━━ Page excerpt ━━

Note: I had a very cloudy ferment, gave it some finings to clear her out. That is if you want yours golden like a fireburst and not like you have cataracts. 


Golden Ale Clone
American Wheat 

Batch Size: 22.00 L

Boil Size: 12.00 L
Boil Time: 60 min 

Ingredients
1.00 kg Light Dry Extract (15.8 EBC) Dry Extract 26.7 % 
1.00 kg Wheat Dry Extract (5.0 EBC) Dry Extract 26.7 % 
1.50 kg Amber Liquid Extract (12.0 EBC) Extract 40.0 % 
0.25 kg Caramel/Crystal Malt - 60L (118.2 EBC) Grain 6.7 % 
15.00 gm Amarillo Gold [8.50%] (60 min) Hops 15.3 IBU 
10.00 gm Amarillo Gold [8.50%] (20 min) Hops 6.2 IBU 
10.00 gm Amarillo Gold [8.50%] (10 min) Hops 3.7 IBU 
10.00 gm Amarillo Gold [8.50%] (0 min) (Aroma Hop-Steep) Hops - 
20.00 gm Amarillo Gold [8.50%] (Dry Hop 3 days) Hops - 
1 Pkgs Safale S-04 (Fermentis) [Starter 50 ml] Yeast-Ale 



Beer Profile
Est Original Gravity: 1.056 SG
Est Final Gravity: 1.016 SG
Estimated Alcohol by Vol: 5.2 %
Bitterness: 25.1 IBU Calories: 496 cal/l 
Est Color: 17.2 EBC Color: Color 


Mash Profile
Mash Name: Single Infusion, Medium Body

Name Description Step Temp Step Time 
Mash In Add 0.65 L of water at 74.4 C 67.8 C 60 min


----------



## bonj

I used to love this, but I had one recently and couldn't cope with the POR flavour. 

If I was to make this recipe, what would be a clean bittering hop I could substitute for POR?


----------



## dig

Bonj said:


> If I was to make this recipe, what would be a clean bittering hop I could substitute for POR?



Super Alpha


----------



## clay

Bonj said:


> I used to love this, but I had one recently and couldn't cope with the POR flavour.
> 
> If I was to make this recipe, what would be a clean bittering hop I could substitute for POR?




Bonj, I made a brew recently that by chance turned out very similar to JSGA. I used Centennial at 60min followed by lots of Amarillo. Very nice


----------



## oldbugman

Bonj said:


> I used to love this, but I had one recently and couldn't cope with the POR flavour.
> 
> If I was to make this recipe, what would be a clean bittering hop I could substitute for POR?



bittering hop?

just up the amarillo and get all your bittering from 20mins and less :beer: :beer: :beer:


----------



## Fourstar

Yeah, Isnt it meant to a a 1 Hop beer?

All i can taste is Amarillo, i use nothing but amarillo and I feel my recipe suceeded.

━━━

Task requirements >>
(1) List every fermentable (extract or grain) in the ingredient list of the brewing thread.
(2) From the brewing thread, output the part that begins with the words containing "just up the" and ends with "my recipe suceeded.".
(3) Answer these questions about the brewing thread:
(a) What batch size does the recipe specify?
(b) Which yeast does the recipe call for?
(c) Which hop did clay use at 60 minutes in a recent brew?

━━ Stored rows ━━

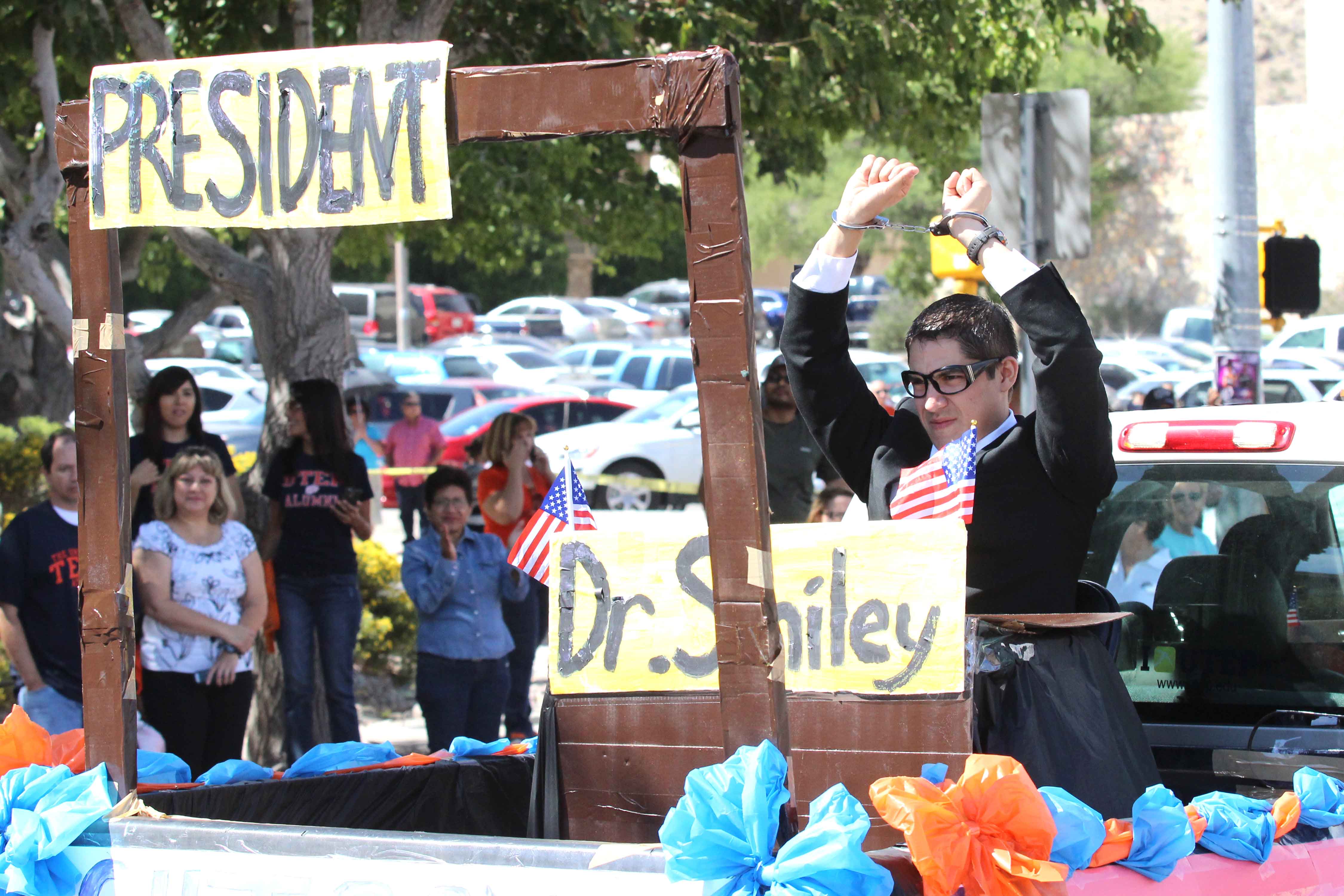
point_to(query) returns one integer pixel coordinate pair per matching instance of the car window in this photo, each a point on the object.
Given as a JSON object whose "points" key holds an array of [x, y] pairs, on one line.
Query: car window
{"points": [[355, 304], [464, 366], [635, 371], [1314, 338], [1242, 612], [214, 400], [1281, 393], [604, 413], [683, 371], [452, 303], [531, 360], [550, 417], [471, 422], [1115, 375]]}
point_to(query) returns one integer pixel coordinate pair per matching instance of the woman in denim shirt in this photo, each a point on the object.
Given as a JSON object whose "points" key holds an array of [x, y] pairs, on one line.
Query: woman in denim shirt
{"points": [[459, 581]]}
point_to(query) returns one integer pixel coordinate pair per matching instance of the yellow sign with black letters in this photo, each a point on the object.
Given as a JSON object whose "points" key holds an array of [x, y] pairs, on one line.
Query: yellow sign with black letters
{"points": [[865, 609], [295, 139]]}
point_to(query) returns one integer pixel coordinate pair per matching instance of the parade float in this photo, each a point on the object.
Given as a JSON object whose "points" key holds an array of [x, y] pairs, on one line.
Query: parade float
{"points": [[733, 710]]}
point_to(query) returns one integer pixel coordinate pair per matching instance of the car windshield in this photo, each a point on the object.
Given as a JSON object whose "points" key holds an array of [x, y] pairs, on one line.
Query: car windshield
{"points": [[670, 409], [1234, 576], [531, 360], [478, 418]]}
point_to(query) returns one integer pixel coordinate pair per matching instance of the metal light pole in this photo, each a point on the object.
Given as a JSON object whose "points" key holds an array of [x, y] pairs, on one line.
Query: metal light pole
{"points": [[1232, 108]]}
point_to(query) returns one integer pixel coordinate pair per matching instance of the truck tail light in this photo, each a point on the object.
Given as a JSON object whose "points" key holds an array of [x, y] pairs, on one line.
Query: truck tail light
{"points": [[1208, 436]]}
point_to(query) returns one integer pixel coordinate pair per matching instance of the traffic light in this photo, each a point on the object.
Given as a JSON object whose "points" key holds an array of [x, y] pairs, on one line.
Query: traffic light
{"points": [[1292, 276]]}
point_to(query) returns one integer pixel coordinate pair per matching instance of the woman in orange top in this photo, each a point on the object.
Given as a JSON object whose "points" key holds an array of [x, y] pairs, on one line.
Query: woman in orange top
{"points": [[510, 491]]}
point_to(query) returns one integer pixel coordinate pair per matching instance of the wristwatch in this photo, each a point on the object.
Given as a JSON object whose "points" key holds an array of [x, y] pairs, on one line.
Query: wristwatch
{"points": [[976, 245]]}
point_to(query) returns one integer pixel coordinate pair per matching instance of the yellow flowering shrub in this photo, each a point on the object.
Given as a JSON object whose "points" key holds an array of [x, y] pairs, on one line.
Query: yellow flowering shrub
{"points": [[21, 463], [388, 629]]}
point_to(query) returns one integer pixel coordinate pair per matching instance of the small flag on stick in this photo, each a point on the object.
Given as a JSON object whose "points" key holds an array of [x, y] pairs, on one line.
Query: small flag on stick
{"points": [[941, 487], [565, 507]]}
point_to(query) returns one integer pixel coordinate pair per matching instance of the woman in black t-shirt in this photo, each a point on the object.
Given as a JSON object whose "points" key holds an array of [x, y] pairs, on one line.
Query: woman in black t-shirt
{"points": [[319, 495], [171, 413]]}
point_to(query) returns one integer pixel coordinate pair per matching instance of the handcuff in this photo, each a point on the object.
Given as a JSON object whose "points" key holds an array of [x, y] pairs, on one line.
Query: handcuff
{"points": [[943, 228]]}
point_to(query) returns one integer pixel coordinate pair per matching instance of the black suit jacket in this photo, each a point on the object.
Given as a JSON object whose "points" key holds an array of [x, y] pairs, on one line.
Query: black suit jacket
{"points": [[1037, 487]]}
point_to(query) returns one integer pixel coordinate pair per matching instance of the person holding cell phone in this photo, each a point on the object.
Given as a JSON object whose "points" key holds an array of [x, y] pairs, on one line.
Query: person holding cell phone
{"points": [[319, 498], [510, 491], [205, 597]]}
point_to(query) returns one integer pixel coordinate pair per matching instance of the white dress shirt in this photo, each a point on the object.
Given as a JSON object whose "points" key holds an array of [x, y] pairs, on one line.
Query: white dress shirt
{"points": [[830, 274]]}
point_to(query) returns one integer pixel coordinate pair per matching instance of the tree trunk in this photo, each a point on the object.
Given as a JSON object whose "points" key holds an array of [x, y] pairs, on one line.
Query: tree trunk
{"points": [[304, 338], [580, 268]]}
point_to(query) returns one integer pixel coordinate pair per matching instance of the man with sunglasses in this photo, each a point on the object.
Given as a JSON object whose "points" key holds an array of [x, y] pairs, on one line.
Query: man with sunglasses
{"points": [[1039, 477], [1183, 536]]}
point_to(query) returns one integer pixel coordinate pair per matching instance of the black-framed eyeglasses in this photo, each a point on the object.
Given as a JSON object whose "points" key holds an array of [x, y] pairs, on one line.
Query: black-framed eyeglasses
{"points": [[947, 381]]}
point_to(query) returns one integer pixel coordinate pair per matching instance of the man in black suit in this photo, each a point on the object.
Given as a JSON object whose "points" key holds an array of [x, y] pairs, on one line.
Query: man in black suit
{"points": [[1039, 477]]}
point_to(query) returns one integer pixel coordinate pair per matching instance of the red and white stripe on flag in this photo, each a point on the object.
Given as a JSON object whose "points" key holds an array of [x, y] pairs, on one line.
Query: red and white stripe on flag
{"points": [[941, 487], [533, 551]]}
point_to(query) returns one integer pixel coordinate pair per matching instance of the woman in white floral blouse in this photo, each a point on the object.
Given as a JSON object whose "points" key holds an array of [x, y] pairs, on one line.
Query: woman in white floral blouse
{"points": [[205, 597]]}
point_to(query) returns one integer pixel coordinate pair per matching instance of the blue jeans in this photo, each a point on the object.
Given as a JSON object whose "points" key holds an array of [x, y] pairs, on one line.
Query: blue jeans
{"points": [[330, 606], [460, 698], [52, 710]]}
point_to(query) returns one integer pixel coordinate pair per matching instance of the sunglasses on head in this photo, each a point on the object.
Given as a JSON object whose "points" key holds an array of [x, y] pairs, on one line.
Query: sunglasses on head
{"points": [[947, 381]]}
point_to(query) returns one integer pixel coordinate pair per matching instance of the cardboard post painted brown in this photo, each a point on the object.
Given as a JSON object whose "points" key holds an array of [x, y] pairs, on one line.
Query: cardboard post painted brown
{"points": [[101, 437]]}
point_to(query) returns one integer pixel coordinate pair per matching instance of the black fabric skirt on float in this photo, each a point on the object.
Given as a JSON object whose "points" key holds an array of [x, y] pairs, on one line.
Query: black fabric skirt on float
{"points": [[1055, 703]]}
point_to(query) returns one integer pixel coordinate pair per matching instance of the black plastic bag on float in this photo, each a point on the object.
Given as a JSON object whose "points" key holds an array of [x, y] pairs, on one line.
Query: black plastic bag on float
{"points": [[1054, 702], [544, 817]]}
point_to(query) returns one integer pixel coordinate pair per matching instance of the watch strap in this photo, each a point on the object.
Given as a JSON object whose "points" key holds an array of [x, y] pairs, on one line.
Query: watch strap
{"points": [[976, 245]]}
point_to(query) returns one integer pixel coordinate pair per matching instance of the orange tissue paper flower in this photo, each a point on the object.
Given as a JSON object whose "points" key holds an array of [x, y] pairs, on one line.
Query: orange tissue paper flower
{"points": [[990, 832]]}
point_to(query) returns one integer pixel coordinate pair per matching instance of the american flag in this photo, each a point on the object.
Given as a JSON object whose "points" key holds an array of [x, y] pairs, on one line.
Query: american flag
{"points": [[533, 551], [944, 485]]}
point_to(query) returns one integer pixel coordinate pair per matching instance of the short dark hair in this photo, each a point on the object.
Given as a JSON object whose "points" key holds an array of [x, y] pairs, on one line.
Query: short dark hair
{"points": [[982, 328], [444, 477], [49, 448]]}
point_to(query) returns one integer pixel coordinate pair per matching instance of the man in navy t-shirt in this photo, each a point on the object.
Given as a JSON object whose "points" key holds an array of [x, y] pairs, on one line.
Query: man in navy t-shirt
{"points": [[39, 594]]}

━━━

Solved tasks >>
(1)
Light Dry Extract
Wheat Dry Extract
Amber Liquid Extract
Caramel/Crystal Malt - 60L

(2)
just up the amarillo and get all your bittering from 20mins and less :beer: :beer: :beer:


----------



## Fourstar

Yeah, Isnt it meant to a a 1 Hop beer?

All i can taste is Amarillo, i use nothing but amarillo and I feel my recipe suceeded.

(3)
(a) 22.00 L
(b) Safale S-04 (Fermentis)
(c) Centennial